Transcribe every line, keeping it exact.

**Records shown:**
—————

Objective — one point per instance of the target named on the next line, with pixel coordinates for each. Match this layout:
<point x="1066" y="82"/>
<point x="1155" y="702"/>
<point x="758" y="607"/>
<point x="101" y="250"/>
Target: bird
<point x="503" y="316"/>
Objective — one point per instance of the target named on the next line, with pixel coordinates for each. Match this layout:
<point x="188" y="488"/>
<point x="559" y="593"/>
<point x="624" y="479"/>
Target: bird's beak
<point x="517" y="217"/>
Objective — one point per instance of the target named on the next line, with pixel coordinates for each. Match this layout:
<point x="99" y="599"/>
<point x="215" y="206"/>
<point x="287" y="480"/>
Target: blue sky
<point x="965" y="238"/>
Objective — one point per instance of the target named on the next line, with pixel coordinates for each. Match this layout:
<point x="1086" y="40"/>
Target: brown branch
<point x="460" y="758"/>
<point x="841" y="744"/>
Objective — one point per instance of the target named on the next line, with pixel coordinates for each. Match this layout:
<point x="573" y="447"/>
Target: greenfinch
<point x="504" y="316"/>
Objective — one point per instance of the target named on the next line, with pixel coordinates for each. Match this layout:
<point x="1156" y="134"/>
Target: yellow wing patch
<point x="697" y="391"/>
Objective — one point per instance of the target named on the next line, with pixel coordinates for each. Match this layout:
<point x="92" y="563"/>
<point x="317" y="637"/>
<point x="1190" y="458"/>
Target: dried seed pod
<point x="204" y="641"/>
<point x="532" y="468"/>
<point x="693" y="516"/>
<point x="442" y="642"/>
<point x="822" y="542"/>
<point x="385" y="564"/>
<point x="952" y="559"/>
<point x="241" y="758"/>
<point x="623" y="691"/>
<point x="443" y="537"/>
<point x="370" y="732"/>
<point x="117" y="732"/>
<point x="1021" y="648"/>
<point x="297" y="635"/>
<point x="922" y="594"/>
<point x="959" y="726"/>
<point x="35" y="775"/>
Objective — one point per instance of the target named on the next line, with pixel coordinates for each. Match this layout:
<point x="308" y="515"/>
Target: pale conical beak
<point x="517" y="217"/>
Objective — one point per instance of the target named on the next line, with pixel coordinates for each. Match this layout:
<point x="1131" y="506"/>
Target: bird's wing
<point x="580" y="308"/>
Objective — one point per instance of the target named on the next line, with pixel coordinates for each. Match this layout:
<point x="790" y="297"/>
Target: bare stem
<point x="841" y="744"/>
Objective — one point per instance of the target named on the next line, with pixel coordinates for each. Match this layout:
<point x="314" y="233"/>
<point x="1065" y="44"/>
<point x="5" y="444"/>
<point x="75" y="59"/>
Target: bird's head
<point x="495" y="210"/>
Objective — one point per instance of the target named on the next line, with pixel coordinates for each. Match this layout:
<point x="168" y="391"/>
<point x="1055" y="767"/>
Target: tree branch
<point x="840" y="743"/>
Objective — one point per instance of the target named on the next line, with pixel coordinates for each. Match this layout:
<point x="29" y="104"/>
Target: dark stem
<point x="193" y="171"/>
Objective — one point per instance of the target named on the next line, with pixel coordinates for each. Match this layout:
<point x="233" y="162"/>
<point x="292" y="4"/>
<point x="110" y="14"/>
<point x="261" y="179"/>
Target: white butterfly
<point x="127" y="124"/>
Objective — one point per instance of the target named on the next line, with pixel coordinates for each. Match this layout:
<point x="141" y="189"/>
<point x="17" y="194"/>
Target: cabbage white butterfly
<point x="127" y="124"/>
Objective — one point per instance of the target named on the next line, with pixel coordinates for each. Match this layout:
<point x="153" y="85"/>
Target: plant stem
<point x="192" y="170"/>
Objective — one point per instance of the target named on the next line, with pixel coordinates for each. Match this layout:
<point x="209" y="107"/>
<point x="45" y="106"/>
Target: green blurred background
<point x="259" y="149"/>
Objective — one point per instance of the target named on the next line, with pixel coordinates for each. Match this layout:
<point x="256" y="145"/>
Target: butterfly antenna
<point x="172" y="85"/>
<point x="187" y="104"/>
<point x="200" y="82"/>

—————

**Response:**
Objective — one point per instance of the target named on the next line, with pixel coordinates for each. Match this layout:
<point x="1066" y="82"/>
<point x="1155" y="702"/>
<point x="758" y="607"/>
<point x="101" y="250"/>
Target: bird
<point x="503" y="316"/>
Objective — one point per instance of the target named on the next line, with pixel coordinates for each. Match this layout:
<point x="188" y="488"/>
<point x="559" y="593"/>
<point x="624" y="479"/>
Target: bird's beak
<point x="517" y="217"/>
Objective — one point per instance of the target named on the next line, with pixel coordinates for each. Match this layout:
<point x="99" y="599"/>
<point x="215" y="206"/>
<point x="287" y="480"/>
Target: blue sky
<point x="965" y="238"/>
Objective — one point per instance of the target named on the next line, with pixel coordinates for each. Match this layout:
<point x="1086" y="40"/>
Target: brown branch
<point x="460" y="758"/>
<point x="841" y="744"/>
Objective — one point per instance of the target named on the next line, with pixel coordinates for each. Match this layout:
<point x="573" y="447"/>
Target: greenfinch
<point x="504" y="316"/>
Objective — one point per instance of the target named on the next line, with pixel coordinates for each. Match this layout:
<point x="1156" y="134"/>
Target: yellow wing patch
<point x="697" y="391"/>
Objective — one point per instance of the target named on the next line, with pixel coordinates for each. Match this layout:
<point x="92" y="563"/>
<point x="317" y="637"/>
<point x="1190" y="458"/>
Target: dried seed pod
<point x="204" y="641"/>
<point x="532" y="468"/>
<point x="693" y="516"/>
<point x="442" y="642"/>
<point x="822" y="542"/>
<point x="385" y="564"/>
<point x="952" y="559"/>
<point x="241" y="758"/>
<point x="623" y="691"/>
<point x="443" y="537"/>
<point x="370" y="732"/>
<point x="117" y="732"/>
<point x="1021" y="648"/>
<point x="297" y="635"/>
<point x="922" y="594"/>
<point x="959" y="726"/>
<point x="35" y="775"/>
Objective — one point per instance of the target named on the next line, with pixel coordinates for each. Match this layout:
<point x="308" y="515"/>
Target: pale conical beak
<point x="517" y="217"/>
Objective — one point per instance of the target named on the next line, with pixel coordinates for each. Match this layout:
<point x="1131" y="506"/>
Target: bird's wing
<point x="580" y="308"/>
Objective — one point per instance of the target named on the next line, with pixel coordinates for each. Match this layout:
<point x="790" y="297"/>
Target: bare stem
<point x="841" y="744"/>
Objective — one point per instance of the target named on the next line, with pixel coordinates for each. Match this layout:
<point x="314" y="233"/>
<point x="1065" y="44"/>
<point x="5" y="444"/>
<point x="75" y="59"/>
Target: bird's head
<point x="495" y="210"/>
Objective — one point per instance of the target named on the next line, with pixel coordinates for each. Match this layout:
<point x="168" y="391"/>
<point x="1055" y="767"/>
Target: tree branch
<point x="840" y="743"/>
Objective — one point per instance of the target named on the next line, with pixel coordinates for each. Match this layout:
<point x="29" y="104"/>
Target: dark stem
<point x="193" y="171"/>
Objective — one point per instance of the target named on the next line, with pixel coordinates for each. Match this layout:
<point x="233" y="162"/>
<point x="292" y="4"/>
<point x="110" y="14"/>
<point x="261" y="179"/>
Target: white butterfly
<point x="127" y="124"/>
Objective — one point per instance of the target named on the next line, with pixel coordinates for each. Match this layout:
<point x="141" y="189"/>
<point x="17" y="194"/>
Target: cabbage white butterfly
<point x="127" y="124"/>
Objective — one point per instance of the target named on the next line, with pixel coordinates for each. Match this layout:
<point x="153" y="85"/>
Target: plant stem
<point x="192" y="170"/>
Objective — one point per instance of the target named on the next line, with pixel coordinates for each. Match this layout:
<point x="209" y="107"/>
<point x="45" y="106"/>
Target: green blurred background
<point x="259" y="149"/>
Objective — one point per instance of the target named on the next line, with pixel coordinates for each. Match this layout:
<point x="256" y="145"/>
Target: butterfly antenna
<point x="172" y="85"/>
<point x="187" y="104"/>
<point x="200" y="82"/>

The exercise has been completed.